For all upgrade paths, the AppPoints licensing model applies. AppPoints provide flexibility in how licenses are consumed across the suite. Dual licensing (traditional plus AppPoints) is available until 2027, after which full support for legacy licensing retires. If you have not already transitioned to AppPoints, plan for that as part of your upgrade.
Known Issues and Watch Items
Through the Feature Channel releases leading up to 9.2 GA, IBM documented several known issues that upgrade planners should be aware of. The January 2026 release (9.1.8) had an issue affecting HSE and Oil and Gas solutions. Customers with HSE installed were advised to avoid upgrading to the January release, and installation of HSE or Oil and Gas on Manage 9.0.x or 9.1.x was deferred until the February 2026 patch. The February 2026 release had an issue affecting Maximo Real Estate and Facilities, where customers with MREF installed were advised to avoid the 9.1.8 release. The March 2026 release documented failures during MREF upgrade scenarios from 9.1.x to 9.2 Feature Channel, along with slow installation in airgap environments.
Additionally, customers using Maximo Assist v8.7 or v8.8 were flagged to not update and instead contact IBM Support for guidance regarding the removal of IBM Watson Discovery and the upgrade path to Maximo Collaborate v9.0. These issues underscore the importance of reading the release notes for your specific application stack before initiating an upgrade. The Feature Channel model helps here because you can test in non-production first, but only if you actually do the testing.
Practical Implications
For Maximo administrators and IT teams, MAS 9.2 changes three things about how you operate. First, the Feature Channel means you should shift from annual upgrade planning to continuous evaluation. Stand up a non-production environment on the Feature Channel and test monthly drops. This reduces risk and shortens the path to adoption. Second, the AI model change from Granite to GPT-OSS-120B means any custom AI workflows or prompts may produce different results. Test your existing AI-powered automations against the new model before deploying to production. Third, the user management consolidation eliminates a long-standing administrative headache. Plan to migrate your Manage-level user records to suite-level management as part of the upgrade.
For organizations on 7.6.1.x or 8.x, the message is clear: you are on unsupported software. MAS 9.2 is a mature, stable platform with significant AI, mobile, and integration capabilities. The longer you wait, the more technical debt you accumulate. Start planning now. Engage with IBM or a certified partner, scope the migration, and budget for the project. The AppPoints model gives you flexibility to start with what you need and scale as you grow. The Feature Channel means you will not face another massive upgrade gap, because updates arrive continuously.
Bottom Line
MAS 9.2 is not a dramatic departure. It is a solid, incremental release that matures the platform. The Feature Channel delivery model, AI model upgrade, infrastructure updates, and Manage usability fixes together represent a meaningful step forward. The known issues documented through the Feature Channel releases are being addressed proactively, and the continuous delivery model means fixes arrive monthly rather than requiring a full upgrade cycle. Organizations already on 9.1 should plan to upgrade within the next quarter. Organizations on earlier versions should treat this as the trigger to start their migration project. The platform is stable, the AI is practical, and the continuous delivery model means it will keep getting better without requiring major upgrade projects each year.

Work request 1 => Return the part of the MAS 9.2 article starting with "For all upgrade" and going on through "of your upgrade.".
Work request 2 =>
Answer these questions from the MAS 9.2 article:
(a) Until what year is dual licensing available?
(b) Which AI model replaces Granite?
(c) Which release had an issue affecting HSE and Oil and Gas solutions?
Work request 3 => Translate this sentence from the MAS 9.2 article into Spanish: "The longer you wait, the more technical debt you accumulate."
The entries that follow come from a separate source, not from the MAS 9.2 article.

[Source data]
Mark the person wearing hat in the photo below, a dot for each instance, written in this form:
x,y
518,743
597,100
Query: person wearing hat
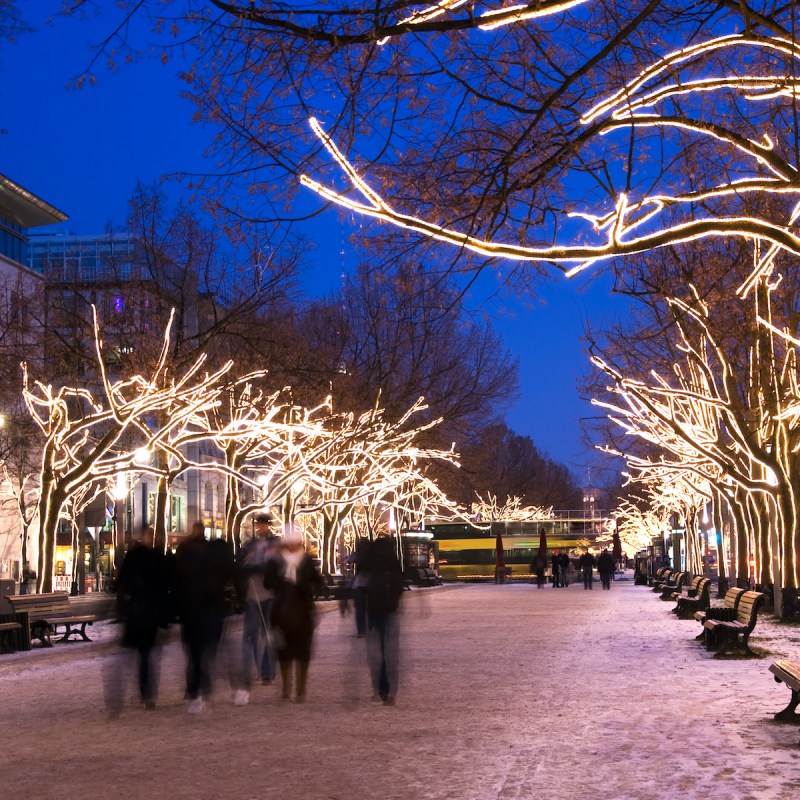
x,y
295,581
...
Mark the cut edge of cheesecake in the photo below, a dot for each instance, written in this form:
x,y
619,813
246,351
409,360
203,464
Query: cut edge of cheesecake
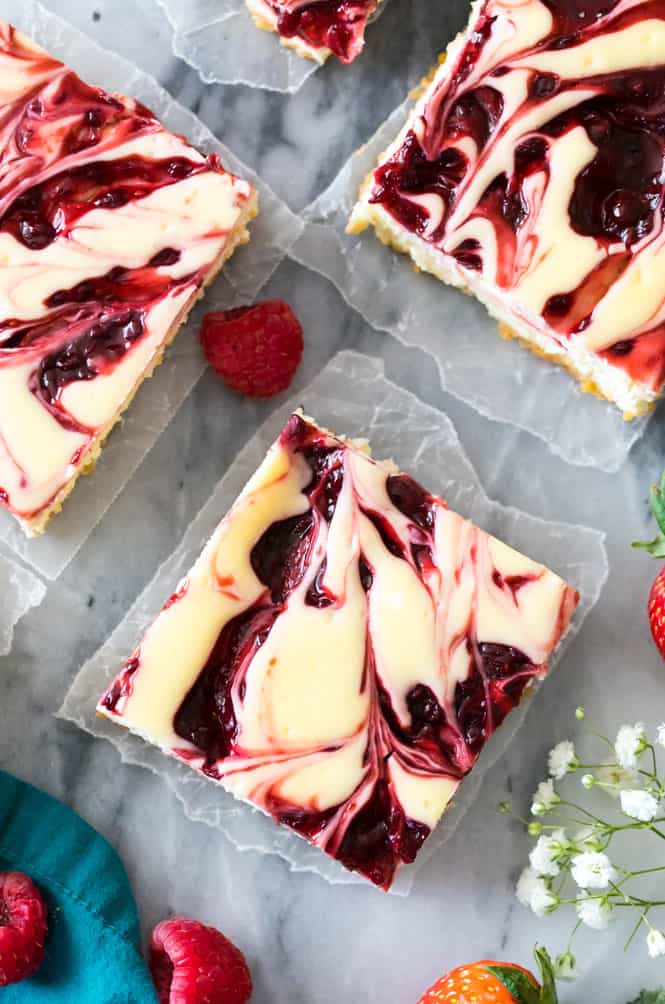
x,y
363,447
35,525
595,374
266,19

Output 1 =>
For all upgrade paths, the AppPoints licensing model applies. AppPoints provide flexibility in how licenses are consumed across the suite. Dual licensing (traditional plus AppPoints) is available until 2027, after which full support for legacy licensing retires. If you have not already transitioned to AppPoints, plan for that as part of your upgrade.

Output 2 =>
(a) 2027
(b) GPT-OSS-120B
(c) The January 2026 release (9.1.8)

Output 3 => Cuanto más espere, más deuda técnica acumulará.